— Stated task —
Convert every line of the entries below into a JSON list of strings, one string per line, skipping blank lines. Leave out any images.

— Supplied records —
+++

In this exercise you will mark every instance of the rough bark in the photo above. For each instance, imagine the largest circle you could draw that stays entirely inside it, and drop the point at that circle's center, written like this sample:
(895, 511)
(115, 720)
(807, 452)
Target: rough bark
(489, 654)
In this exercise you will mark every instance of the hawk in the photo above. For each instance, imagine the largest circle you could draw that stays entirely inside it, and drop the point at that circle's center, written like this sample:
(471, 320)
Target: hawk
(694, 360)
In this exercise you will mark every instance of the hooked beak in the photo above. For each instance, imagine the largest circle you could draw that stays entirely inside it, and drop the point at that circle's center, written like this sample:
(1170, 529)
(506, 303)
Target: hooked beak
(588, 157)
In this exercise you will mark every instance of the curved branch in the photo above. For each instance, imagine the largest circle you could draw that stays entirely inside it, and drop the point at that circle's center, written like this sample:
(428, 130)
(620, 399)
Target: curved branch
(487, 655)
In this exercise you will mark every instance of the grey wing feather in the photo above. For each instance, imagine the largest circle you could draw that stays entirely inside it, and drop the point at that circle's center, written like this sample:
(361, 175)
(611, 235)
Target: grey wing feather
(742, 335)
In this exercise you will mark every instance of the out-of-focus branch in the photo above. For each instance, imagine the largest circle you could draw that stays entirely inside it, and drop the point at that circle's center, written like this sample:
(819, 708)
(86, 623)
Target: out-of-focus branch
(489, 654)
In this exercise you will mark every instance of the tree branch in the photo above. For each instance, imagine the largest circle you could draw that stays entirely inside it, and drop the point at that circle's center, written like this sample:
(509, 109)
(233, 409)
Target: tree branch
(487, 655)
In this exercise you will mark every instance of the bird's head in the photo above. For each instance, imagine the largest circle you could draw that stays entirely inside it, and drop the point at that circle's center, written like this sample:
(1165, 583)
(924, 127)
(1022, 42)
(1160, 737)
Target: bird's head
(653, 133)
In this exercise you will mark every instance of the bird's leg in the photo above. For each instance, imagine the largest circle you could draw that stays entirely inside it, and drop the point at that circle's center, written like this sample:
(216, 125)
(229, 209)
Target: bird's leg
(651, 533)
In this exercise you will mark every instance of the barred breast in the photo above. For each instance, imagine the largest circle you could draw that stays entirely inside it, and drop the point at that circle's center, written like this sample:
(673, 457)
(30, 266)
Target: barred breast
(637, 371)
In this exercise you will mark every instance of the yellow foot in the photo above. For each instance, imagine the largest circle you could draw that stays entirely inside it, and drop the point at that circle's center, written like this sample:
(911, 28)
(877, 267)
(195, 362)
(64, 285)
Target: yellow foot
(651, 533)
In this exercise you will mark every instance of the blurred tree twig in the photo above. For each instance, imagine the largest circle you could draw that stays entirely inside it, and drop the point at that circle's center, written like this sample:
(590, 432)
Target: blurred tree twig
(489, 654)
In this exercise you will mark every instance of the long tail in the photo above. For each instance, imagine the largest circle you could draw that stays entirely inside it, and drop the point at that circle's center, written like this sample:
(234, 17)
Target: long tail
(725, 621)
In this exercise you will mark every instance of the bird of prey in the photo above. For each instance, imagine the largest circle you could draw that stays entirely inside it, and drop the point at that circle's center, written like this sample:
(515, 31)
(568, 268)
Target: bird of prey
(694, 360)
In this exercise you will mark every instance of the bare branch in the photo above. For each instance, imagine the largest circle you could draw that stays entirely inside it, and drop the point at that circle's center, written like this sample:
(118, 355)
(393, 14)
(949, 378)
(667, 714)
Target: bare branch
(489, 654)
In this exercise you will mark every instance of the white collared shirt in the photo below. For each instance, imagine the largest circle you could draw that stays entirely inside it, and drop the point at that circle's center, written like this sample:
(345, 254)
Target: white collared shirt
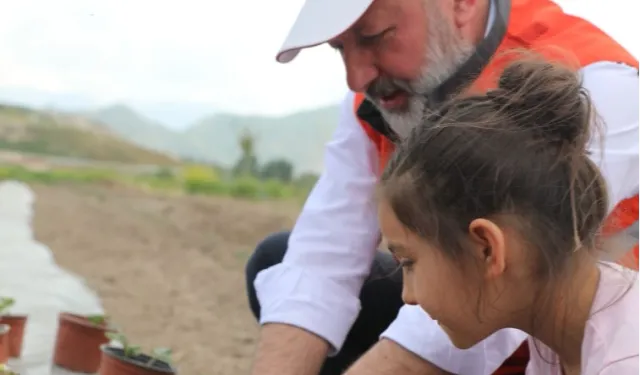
(333, 244)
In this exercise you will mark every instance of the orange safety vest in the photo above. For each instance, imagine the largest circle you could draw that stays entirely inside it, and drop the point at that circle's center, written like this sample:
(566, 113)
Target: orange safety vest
(541, 26)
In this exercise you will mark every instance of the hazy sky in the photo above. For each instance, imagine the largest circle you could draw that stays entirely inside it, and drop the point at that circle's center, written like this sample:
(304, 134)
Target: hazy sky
(219, 53)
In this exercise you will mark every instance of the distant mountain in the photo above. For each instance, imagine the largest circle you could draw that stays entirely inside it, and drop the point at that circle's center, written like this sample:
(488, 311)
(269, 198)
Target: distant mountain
(59, 134)
(299, 137)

+++

— Exercise result —
[
  "In this exercise you will mark every instance of the rough bark in the photo above. For each instance, imagine the largest circle you could draw that stays entirely inside it, and drop the point at that circle's center, written like this sample:",
  "(895, 511)",
  "(115, 720)",
  "(807, 452)",
  "Target: rough bark",
  "(489, 654)",
  "In this exercise you will mark every instance of the hawk in the photo above. For each instance, imagine the largest circle you could draw that stays entirely inside it, and drop the point at that circle's center, written like this sample:",
  "(471, 320)",
  "Target: hawk",
  "(694, 360)",
  "In this exercise you will mark every instance of the hooked beak in the photo above. For each instance, imagine the largest circle you could draw that stays entirely inside it, and drop the point at that circle's center, written like this sample:",
  "(1170, 529)",
  "(506, 303)",
  "Target: hooked beak",
  "(588, 157)",
  "In this exercise you will mark every instance of the curved branch in the photo above. For each instance, imagine the largest circle you could draw that stays entirely inside it, and drop the point at that circle's center, written like this sample:",
  "(428, 130)",
  "(620, 399)",
  "Target: curved branch",
  "(487, 655)",
  "In this exercise you will mark every instance of the grey wing feather in the photo above. For each instance, imagine the largest circle you could draw that stays entirely inside it, and drop the point at that circle's center, written like this sample:",
  "(361, 175)",
  "(611, 235)",
  "Target: grey wing feather",
  "(742, 335)",
  "In this exercise you will mark every instance of the out-of-focus branch in the photo above. For each instance, imagine the largest circle you could draw that stays entirely inside it, and drop the point at that circle's center, written like this sample:",
  "(819, 708)",
  "(86, 623)",
  "Target: out-of-focus branch",
  "(489, 654)",
  "In this exercise you will mark every instance of the tree branch in the photo above. For each instance, imagine the largest circle you could draw that stays entirely inside it, and drop the point at that circle's center, written like this sample:",
  "(509, 109)",
  "(233, 409)",
  "Target: tree branch",
  "(487, 655)",
  "In this exercise you will mark every instance of the bird's head in the photo above. For each instance, imagine the largest circle you could draw that stays entirely inside it, and drop the point at that circle's center, written like this sample:",
  "(1165, 583)",
  "(924, 127)",
  "(1022, 42)",
  "(1160, 737)",
  "Target: bird's head",
  "(653, 133)",
  "In this exercise you will mark every instance of the bird's leg in the photo above. For each instance, imagine the largest circle you could draw that stays entirely inside it, and drop the point at that circle's center, written like this sample:",
  "(216, 125)",
  "(229, 209)",
  "Target: bird's leg",
  "(651, 533)",
  "In this exercise you will mark every instance of the barred breast in the photo above. For each instance, imagine the largest circle you could draw that stays entirely inside it, and drop the point at that circle's center, written like this sample:",
  "(673, 457)",
  "(30, 266)",
  "Target: barred breast",
  "(637, 371)",
  "In this exercise you will mark every instance of the yellow foot in the photo above. For each instance, imagine the largest circle you could draw that stays entirely inside it, and drop the point at that circle's center, written like this sample:",
  "(911, 28)",
  "(877, 267)",
  "(195, 362)",
  "(64, 285)",
  "Target: yellow foot",
  "(651, 533)",
  "In this exercise you will mark every instance of the blurred tree twig in the photo above. For each instance, imagine the largest circle you could draw that stays entirely inside it, and drop the point at that circle's center, written like this sample:",
  "(590, 432)",
  "Target: blurred tree twig",
  "(489, 654)",
  "In this exercise you will mark every instance of the long tail in the photo above. For each instance, imagine the largest circle you could draw that stays entirely inside it, and drop the point at that circle's center, written like this sample:",
  "(234, 17)",
  "Target: long tail",
  "(725, 621)",
  "In this exercise you will mark every instance of the bird of prey in the photo above. For each instance, imagine the largest circle you could draw that stays entirely inside it, and drop the point at that circle's center, written like this sample:",
  "(515, 31)",
  "(568, 268)",
  "Target: bird of prey",
  "(694, 360)",
  "In this exercise you will mark every instance of the bare branch in the photo above. For each instance, imagine the largest circle you could draw that stays entirely inside it, and drop the point at that circle's center, written like this sample:",
  "(118, 355)",
  "(393, 14)",
  "(949, 378)",
  "(667, 714)",
  "Target: bare branch",
  "(489, 654)",
  "In this exercise you will mark every instance of the white collared shirt in the photo below. For each instance, imagine the largest circle you could draw that stays entirely inside it, and drop the point at that circle's center, written like this sample:",
  "(345, 254)",
  "Target: white collared shirt",
  "(333, 244)",
  "In this exercise you will mark every instance of the orange safety vest in the photo above. For each instance, imagine the largest circle you could draw that stays entirely inside it, and drop the point at that circle's center, written like this sample:",
  "(566, 113)",
  "Target: orange safety vest",
  "(541, 26)",
  "In this exercise you will mark every instance of the hazy sky in the photo above. For each instance, imagine the largest circle you could draw that stays entirely inside it, and drop the point at that circle's center, written like this sample:",
  "(304, 134)",
  "Target: hazy sky",
  "(219, 53)",
  "In this exercise you will mark every instance of the distant mountain in the photo above. For each instance, imagine the largest circle you could draw that stays entirely inside it, and drop the point at that circle's center, written like this sample:",
  "(488, 311)",
  "(269, 198)",
  "Target: distant mountain",
  "(59, 134)",
  "(299, 137)"
]